Work to be completed.
Reproduce the lines below verbatim, with the pictures left out.

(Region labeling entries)
..............................
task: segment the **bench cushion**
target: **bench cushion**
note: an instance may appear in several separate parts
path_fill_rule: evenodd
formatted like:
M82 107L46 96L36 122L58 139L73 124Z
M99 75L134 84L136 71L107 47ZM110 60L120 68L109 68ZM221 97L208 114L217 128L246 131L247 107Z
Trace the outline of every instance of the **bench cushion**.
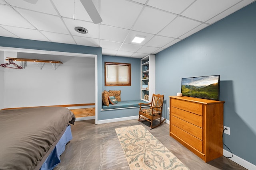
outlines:
M138 104L140 103L147 103L147 102L142 100L122 101L119 102L118 103L115 104L114 105L112 105L110 104L108 106L103 105L102 109L104 110L107 110L108 109L140 107L140 105Z

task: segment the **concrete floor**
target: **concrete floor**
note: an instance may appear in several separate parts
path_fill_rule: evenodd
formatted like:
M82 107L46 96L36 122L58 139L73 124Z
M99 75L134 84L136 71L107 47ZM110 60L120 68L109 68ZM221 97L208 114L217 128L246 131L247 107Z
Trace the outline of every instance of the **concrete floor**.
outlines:
M207 163L169 136L164 123L153 129L149 122L137 120L100 125L95 120L76 121L71 125L73 139L60 157L56 170L129 170L115 128L141 124L191 170L246 170L222 156Z

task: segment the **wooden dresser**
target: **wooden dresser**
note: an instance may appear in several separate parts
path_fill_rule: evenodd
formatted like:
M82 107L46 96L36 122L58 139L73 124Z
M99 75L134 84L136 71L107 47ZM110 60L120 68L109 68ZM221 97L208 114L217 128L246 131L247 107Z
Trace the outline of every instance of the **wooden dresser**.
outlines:
M170 96L170 135L205 162L221 156L224 102Z

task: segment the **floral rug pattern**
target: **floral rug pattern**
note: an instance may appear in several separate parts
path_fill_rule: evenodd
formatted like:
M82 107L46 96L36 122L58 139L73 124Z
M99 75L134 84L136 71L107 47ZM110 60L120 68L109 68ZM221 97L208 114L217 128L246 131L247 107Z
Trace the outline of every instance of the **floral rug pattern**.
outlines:
M131 170L189 170L142 125L115 129Z

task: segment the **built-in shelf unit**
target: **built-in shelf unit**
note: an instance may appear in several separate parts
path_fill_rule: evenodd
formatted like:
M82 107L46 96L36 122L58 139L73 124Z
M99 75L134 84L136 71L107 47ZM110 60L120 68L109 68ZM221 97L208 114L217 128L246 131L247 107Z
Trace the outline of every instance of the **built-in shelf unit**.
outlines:
M155 56L149 55L140 60L140 99L150 102L155 92Z

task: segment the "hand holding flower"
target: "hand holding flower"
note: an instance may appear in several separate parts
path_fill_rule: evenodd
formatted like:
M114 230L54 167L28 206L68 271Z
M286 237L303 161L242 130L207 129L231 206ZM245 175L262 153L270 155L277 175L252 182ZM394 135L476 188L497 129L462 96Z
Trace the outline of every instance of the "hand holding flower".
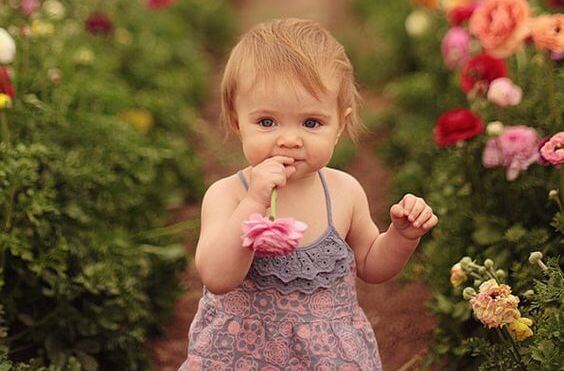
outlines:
..............................
Task result.
task: segment the **bench cushion**
target: **bench cushion**
note: an instance may appear in several separate parts
path_fill_rule: evenodd
formatted like:
M82 107L46 96L36 122L58 139L73 124Z
M99 75L134 84L136 71L107 47ZM110 60L120 68L109 68ZM221 97L208 114L217 128L246 131L247 107Z
Trace the outline of every instance of the **bench cushion**.
outlines:
M138 104L140 103L147 103L147 102L142 100L122 101L119 102L118 103L115 104L114 105L112 105L110 104L108 106L103 105L102 109L104 110L107 110L108 109L140 107L140 105Z

task: segment the **concrete floor**
target: **concrete floor**
note: an instance may appear in several separate parts
path_fill_rule: evenodd
formatted like:
M82 107L46 96L36 122L58 139L73 124Z
M99 75L134 84L136 71L107 47ZM110 60L120 68L109 68ZM221 97L208 114L217 128L246 131L247 107Z
Trace the outline of every instance of the **concrete floor**.
outlines:
M207 163L169 136L164 123L153 129L149 122L137 120L100 125L95 120L76 121L71 125L73 139L60 157L56 170L129 170L115 128L141 124L191 170L246 170L222 156Z

task: segment the **wooden dresser**
target: **wooden dresser**
note: an instance may appear in several separate parts
path_fill_rule: evenodd
formatted like:
M82 107L46 96L36 122L58 139L73 124Z
M99 75L134 84L136 71L107 47ZM110 60L120 68L109 68ZM221 97L208 114L217 128L246 131L247 107Z
Trace the outline of every instance of the **wooden dresser**.
outlines:
M170 96L170 135L205 162L221 156L224 102Z

task: segment the **floral rug pattern**
target: **floral rug pattern**
note: an instance may appear in several separate parts
path_fill_rule: evenodd
formatted like:
M82 107L46 96L36 122L58 139L73 124Z
M99 75L134 84L136 71L107 47ZM110 60L120 68L109 68ZM221 97L208 114L217 128L246 131L247 107Z
Trace the outline of every instance of the **floral rug pattern**.
outlines:
M131 170L189 170L142 125L115 129Z

task: segment the **built-in shelf unit**
target: **built-in shelf unit**
note: an instance may appear in several separate parts
path_fill_rule: evenodd
formatted like:
M82 107L46 96L36 122L58 139L73 124Z
M99 75L134 84L136 71L107 47ZM110 60L120 68L109 68ZM221 97L208 114L217 128L246 131L247 107Z
Trace the outline of every instance of the **built-in shelf unit**.
outlines:
M155 56L149 55L140 60L140 99L150 102L155 92Z

task: segment the "hand holding flower"
target: "hand holding flower"
note: an instance may appear in several separate parts
path_fill_rule: evenodd
formatted like:
M114 230L54 167L28 206L68 271Z
M286 237L303 161L242 130L207 129L231 206ZM245 175L262 153L270 155L277 175L252 182ZM394 135L476 188L497 129L462 96Z
Trace the outline of every instance of the "hand holding flower".
outlines:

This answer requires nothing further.